| Your assignment |
Give back, word for word, only the lines from the one containing "Target: white saucer" to the end of the listing below.

| Material provided |
━━━━━━━━━━━━━━━━━━━━━━━━━━━━━━
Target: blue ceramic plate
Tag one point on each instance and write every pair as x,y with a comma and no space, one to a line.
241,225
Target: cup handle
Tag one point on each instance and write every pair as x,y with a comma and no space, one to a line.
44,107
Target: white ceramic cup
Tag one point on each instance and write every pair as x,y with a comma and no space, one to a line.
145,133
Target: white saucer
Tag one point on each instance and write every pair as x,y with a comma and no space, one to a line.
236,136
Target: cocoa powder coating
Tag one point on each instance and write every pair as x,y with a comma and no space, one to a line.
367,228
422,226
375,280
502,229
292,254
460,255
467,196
━━━━━━━━━━━━━━━━━━━━━━━━━━━━━━
| Problem solution |
Target: white saucer
Tag one point on each instance and write every pair as x,y with a comma and no space, one to a line.
236,136
Target: cocoa powder coating
Tag one point on each instance and write every pair as x,y with a comma and no space, one to a line.
367,228
422,226
375,280
502,229
292,254
460,255
467,196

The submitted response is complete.